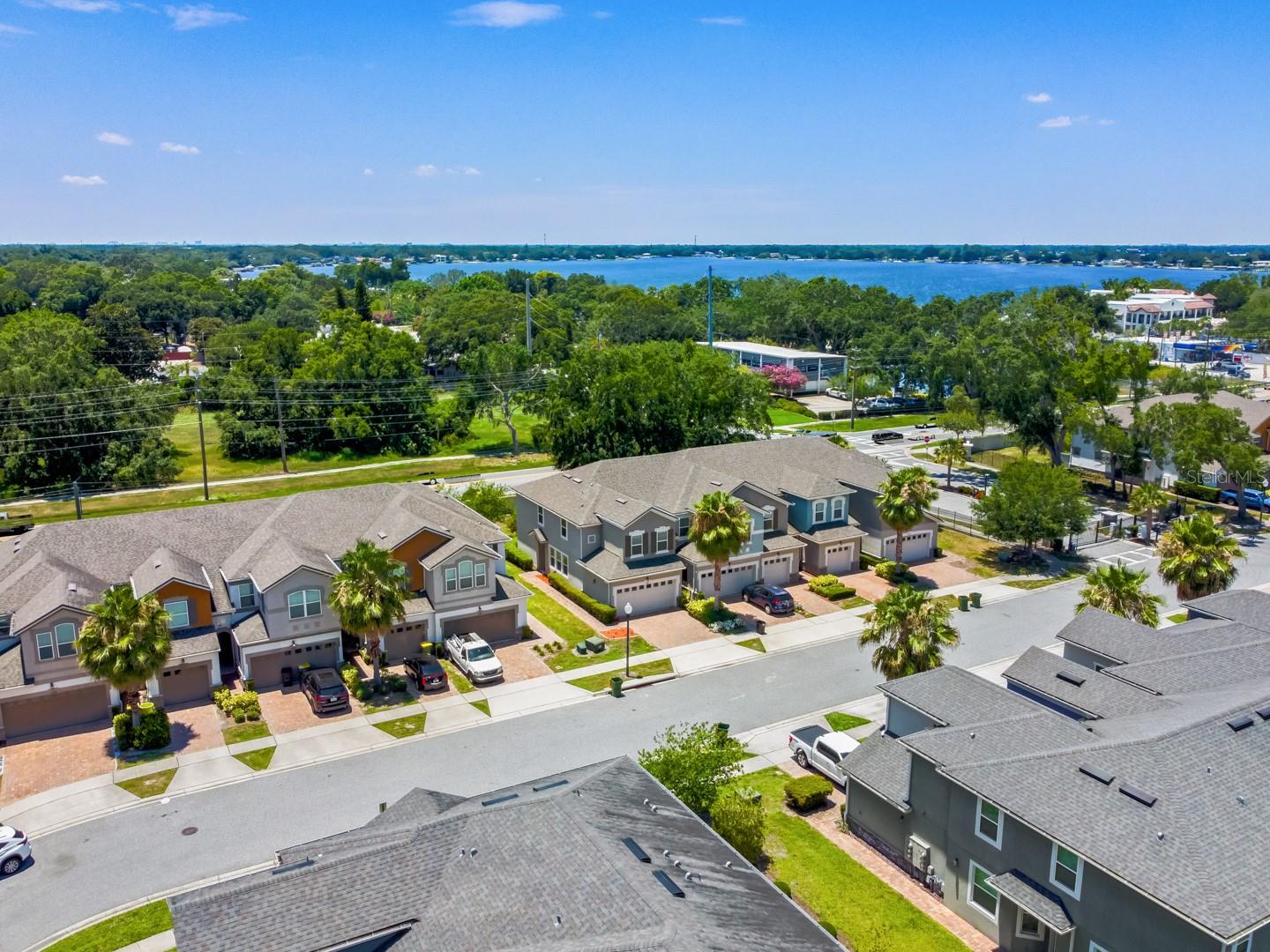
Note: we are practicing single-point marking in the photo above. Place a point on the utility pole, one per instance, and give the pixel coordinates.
(528, 320)
(282, 433)
(202, 443)
(710, 305)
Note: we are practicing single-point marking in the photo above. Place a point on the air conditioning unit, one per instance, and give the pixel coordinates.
(918, 854)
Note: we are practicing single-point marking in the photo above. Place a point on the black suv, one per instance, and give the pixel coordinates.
(325, 689)
(427, 673)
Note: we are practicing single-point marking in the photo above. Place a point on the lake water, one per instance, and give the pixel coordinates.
(917, 279)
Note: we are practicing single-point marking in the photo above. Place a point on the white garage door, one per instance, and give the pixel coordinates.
(778, 570)
(652, 596)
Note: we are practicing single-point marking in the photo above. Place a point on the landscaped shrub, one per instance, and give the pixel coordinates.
(605, 614)
(741, 822)
(807, 792)
(519, 557)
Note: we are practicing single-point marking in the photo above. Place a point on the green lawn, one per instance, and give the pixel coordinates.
(404, 726)
(118, 931)
(152, 785)
(251, 730)
(601, 682)
(834, 888)
(840, 721)
(569, 660)
(257, 759)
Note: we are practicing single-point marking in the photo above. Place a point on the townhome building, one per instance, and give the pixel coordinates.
(1087, 455)
(247, 587)
(619, 528)
(1109, 799)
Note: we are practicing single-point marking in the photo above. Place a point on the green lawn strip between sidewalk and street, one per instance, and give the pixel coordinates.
(834, 888)
(150, 785)
(602, 682)
(118, 931)
(257, 759)
(404, 726)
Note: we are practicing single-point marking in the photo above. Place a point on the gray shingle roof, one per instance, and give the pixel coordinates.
(621, 490)
(544, 870)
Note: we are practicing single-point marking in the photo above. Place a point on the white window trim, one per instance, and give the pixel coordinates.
(1053, 870)
(969, 894)
(978, 815)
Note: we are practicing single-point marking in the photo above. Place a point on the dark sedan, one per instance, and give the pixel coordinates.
(771, 598)
(427, 673)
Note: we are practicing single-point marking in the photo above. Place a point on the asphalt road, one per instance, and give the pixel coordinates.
(104, 863)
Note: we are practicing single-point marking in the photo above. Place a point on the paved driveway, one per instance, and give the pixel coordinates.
(45, 761)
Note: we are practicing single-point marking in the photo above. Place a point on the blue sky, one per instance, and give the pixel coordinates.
(603, 122)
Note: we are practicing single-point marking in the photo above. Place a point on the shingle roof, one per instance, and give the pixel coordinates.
(540, 868)
(621, 490)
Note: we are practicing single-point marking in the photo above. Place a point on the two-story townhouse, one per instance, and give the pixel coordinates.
(619, 528)
(1102, 801)
(247, 587)
(1086, 453)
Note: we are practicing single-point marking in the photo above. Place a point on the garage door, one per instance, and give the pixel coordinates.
(646, 597)
(840, 560)
(185, 683)
(493, 626)
(732, 579)
(778, 570)
(56, 709)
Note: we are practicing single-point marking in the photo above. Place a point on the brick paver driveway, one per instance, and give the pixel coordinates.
(45, 761)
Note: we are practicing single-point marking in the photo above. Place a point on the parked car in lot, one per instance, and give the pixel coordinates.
(325, 689)
(771, 598)
(427, 673)
(1256, 498)
(823, 750)
(474, 658)
(14, 850)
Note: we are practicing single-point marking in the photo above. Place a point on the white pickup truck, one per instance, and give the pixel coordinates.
(823, 750)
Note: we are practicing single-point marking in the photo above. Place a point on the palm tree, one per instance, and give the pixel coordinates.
(902, 502)
(1198, 557)
(721, 528)
(124, 643)
(911, 631)
(1120, 591)
(1147, 501)
(369, 596)
(950, 452)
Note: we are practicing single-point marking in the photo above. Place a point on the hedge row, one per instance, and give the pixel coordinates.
(605, 614)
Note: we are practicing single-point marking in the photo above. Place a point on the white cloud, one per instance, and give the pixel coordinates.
(505, 13)
(83, 179)
(198, 16)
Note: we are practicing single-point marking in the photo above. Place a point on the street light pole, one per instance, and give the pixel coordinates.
(628, 609)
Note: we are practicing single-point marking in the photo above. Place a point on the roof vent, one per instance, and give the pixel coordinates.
(637, 851)
(1097, 773)
(671, 885)
(1138, 793)
(1237, 724)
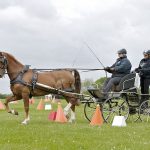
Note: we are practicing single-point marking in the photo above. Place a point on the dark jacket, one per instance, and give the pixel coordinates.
(122, 67)
(144, 68)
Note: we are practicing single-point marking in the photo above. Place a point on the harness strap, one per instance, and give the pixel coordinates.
(19, 80)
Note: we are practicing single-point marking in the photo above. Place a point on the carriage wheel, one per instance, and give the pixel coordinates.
(89, 109)
(144, 111)
(115, 107)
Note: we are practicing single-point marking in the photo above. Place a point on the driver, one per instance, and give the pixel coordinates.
(144, 73)
(119, 69)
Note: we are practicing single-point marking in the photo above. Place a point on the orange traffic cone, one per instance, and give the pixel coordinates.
(1, 106)
(97, 118)
(60, 116)
(40, 105)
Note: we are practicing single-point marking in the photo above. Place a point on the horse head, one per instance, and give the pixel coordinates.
(3, 64)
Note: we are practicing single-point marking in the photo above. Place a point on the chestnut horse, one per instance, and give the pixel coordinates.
(23, 84)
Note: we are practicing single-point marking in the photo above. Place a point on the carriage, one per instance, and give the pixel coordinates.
(124, 100)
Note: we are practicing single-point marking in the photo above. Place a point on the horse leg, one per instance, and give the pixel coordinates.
(25, 97)
(9, 99)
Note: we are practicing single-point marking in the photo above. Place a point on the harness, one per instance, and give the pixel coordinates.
(19, 78)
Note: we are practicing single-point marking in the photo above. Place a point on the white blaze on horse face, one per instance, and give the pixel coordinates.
(66, 109)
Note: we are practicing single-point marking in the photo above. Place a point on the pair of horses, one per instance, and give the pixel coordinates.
(23, 84)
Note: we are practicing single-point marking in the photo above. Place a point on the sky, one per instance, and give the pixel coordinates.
(52, 33)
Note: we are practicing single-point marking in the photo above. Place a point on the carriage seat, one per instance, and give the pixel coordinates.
(127, 82)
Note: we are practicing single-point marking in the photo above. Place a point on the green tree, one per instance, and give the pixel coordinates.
(100, 81)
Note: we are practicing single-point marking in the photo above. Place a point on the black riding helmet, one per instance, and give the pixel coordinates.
(122, 51)
(147, 52)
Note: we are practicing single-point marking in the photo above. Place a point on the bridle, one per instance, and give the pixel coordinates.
(3, 64)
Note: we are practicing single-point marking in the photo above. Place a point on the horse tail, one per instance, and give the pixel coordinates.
(77, 81)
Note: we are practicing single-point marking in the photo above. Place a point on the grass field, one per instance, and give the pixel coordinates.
(41, 134)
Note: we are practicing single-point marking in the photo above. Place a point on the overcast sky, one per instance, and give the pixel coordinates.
(51, 33)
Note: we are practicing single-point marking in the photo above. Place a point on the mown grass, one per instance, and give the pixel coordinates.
(41, 134)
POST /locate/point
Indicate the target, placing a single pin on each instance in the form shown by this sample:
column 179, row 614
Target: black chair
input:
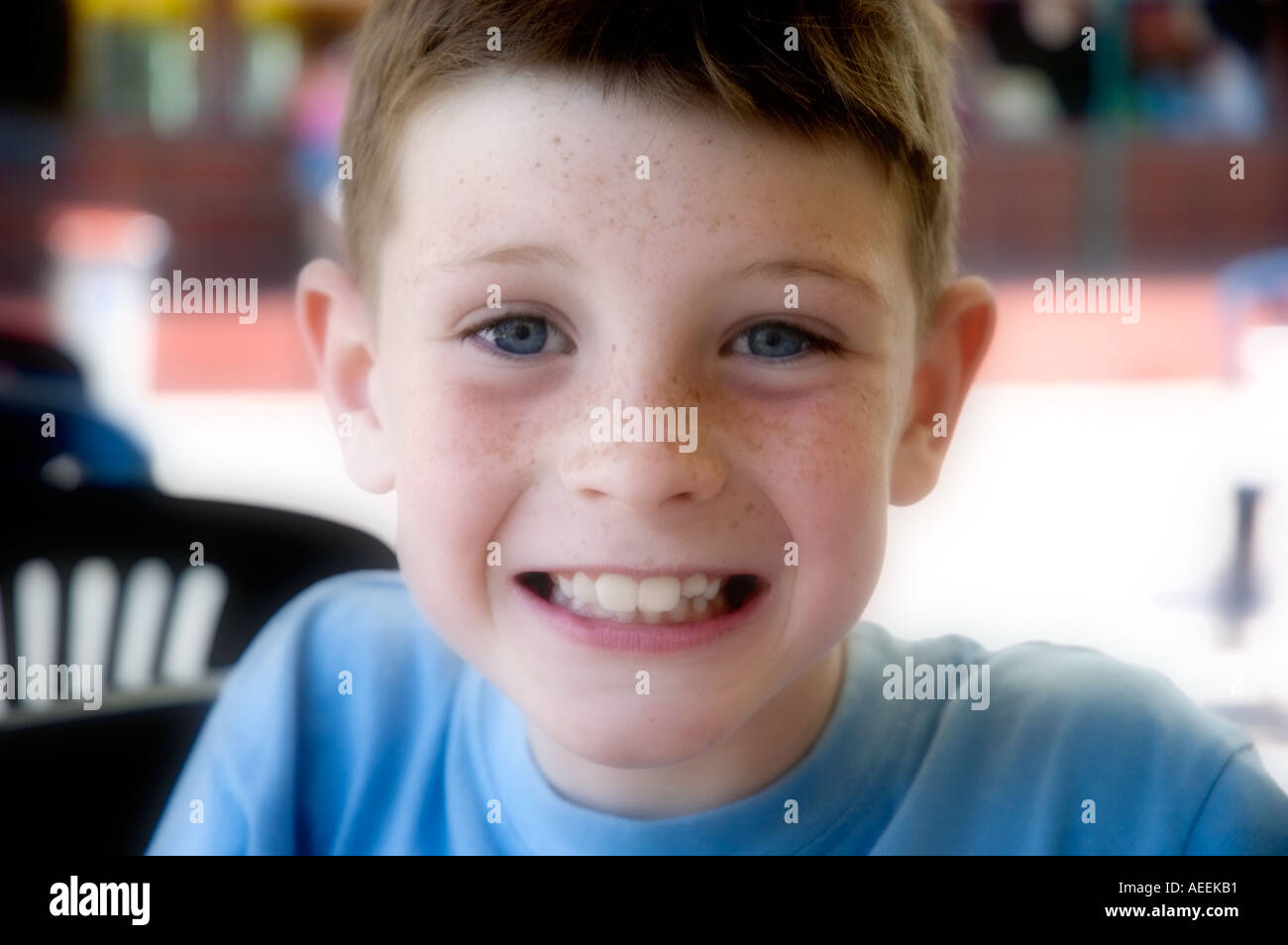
column 110, row 576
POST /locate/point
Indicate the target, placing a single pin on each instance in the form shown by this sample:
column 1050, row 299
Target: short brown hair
column 870, row 71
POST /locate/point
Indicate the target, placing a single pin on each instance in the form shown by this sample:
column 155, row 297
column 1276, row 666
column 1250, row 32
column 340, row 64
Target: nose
column 640, row 475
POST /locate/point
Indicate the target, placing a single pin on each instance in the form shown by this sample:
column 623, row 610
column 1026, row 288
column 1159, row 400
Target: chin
column 648, row 738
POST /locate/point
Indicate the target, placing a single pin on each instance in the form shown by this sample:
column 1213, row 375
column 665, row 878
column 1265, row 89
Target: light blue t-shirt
column 423, row 750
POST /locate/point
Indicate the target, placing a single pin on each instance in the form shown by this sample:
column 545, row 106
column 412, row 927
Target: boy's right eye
column 518, row 336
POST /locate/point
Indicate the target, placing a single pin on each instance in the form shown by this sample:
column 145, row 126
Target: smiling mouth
column 661, row 600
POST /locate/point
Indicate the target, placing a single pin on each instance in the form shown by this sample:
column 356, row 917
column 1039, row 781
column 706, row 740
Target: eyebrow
column 540, row 254
column 515, row 254
column 795, row 267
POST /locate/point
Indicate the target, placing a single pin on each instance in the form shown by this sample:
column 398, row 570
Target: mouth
column 664, row 599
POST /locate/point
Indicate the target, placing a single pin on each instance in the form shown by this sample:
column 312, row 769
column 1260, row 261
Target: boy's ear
column 338, row 332
column 961, row 330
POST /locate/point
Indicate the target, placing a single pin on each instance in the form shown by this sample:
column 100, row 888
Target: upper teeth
column 623, row 593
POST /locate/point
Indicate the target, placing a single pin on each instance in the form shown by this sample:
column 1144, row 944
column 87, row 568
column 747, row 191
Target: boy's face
column 657, row 304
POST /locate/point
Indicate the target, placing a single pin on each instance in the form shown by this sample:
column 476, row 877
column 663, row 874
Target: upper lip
column 681, row 571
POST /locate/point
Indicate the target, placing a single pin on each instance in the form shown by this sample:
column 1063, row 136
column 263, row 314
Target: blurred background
column 1120, row 485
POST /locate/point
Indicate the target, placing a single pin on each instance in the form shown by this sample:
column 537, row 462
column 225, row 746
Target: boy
column 647, row 317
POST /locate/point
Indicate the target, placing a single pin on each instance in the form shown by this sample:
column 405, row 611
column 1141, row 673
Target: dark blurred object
column 95, row 782
column 40, row 386
column 35, row 56
column 1239, row 596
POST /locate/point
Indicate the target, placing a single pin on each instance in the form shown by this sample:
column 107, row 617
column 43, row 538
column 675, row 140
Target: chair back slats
column 37, row 602
column 145, row 601
column 91, row 599
column 198, row 601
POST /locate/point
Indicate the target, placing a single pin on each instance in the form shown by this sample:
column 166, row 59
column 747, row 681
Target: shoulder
column 344, row 687
column 366, row 619
column 1068, row 694
column 1069, row 725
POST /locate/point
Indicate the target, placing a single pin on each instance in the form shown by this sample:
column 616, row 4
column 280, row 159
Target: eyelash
column 812, row 343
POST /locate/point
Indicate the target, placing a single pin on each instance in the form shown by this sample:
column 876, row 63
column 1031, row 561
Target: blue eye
column 781, row 342
column 515, row 338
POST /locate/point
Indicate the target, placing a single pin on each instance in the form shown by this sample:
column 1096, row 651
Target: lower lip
column 640, row 638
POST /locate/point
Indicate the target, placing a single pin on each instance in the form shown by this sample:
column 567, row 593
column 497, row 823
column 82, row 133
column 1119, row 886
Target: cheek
column 463, row 456
column 825, row 465
column 825, row 469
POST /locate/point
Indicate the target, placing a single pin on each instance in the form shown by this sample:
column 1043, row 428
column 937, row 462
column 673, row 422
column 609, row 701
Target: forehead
column 541, row 159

• _Work instruction_
In the listing above, find the line containing "Target: black chair" and the line containing "column 398, row 570", then return both of them and every line between, exactly, without pictures.

• _Task answer_
Target: black chair
input:
column 110, row 576
POST /locate/point
Indicate the target, placing a single pin on each instance in the form shown by this sample:
column 1050, row 299
Target: short brown hair
column 870, row 71
POST /locate/point
Indicate the target, placing a single pin on each instance in the form shown by this sample:
column 155, row 297
column 1276, row 666
column 1250, row 32
column 340, row 64
Target: nose
column 640, row 475
POST /locate/point
Indicate the target, placing a single pin on each instance in the form shown by this sample:
column 623, row 610
column 1026, row 288
column 1159, row 400
Target: chin
column 648, row 738
POST /locate/point
Indicate the target, placing a single pin on each instance in the form shown by this sample:
column 1213, row 375
column 665, row 878
column 1265, row 89
Target: light blue t-shirt
column 423, row 750
POST /locate/point
Indicate the target, placing a single pin on each instance in the form shown by this sample:
column 545, row 106
column 412, row 927
Target: boy's right eye
column 518, row 336
POST /locate/point
Indicate the target, placing a single pin on each instance in the form shown by this sample:
column 145, row 126
Target: smiling mouth
column 661, row 600
POST /locate/point
Indicate the target, placing a single pin on each instance in the form shown by this sample:
column 356, row 917
column 1039, row 781
column 706, row 740
Target: eyebrow
column 540, row 254
column 515, row 254
column 795, row 267
POST /locate/point
Indicate the target, placing a single pin on each instance in the form shown by this sample:
column 398, row 570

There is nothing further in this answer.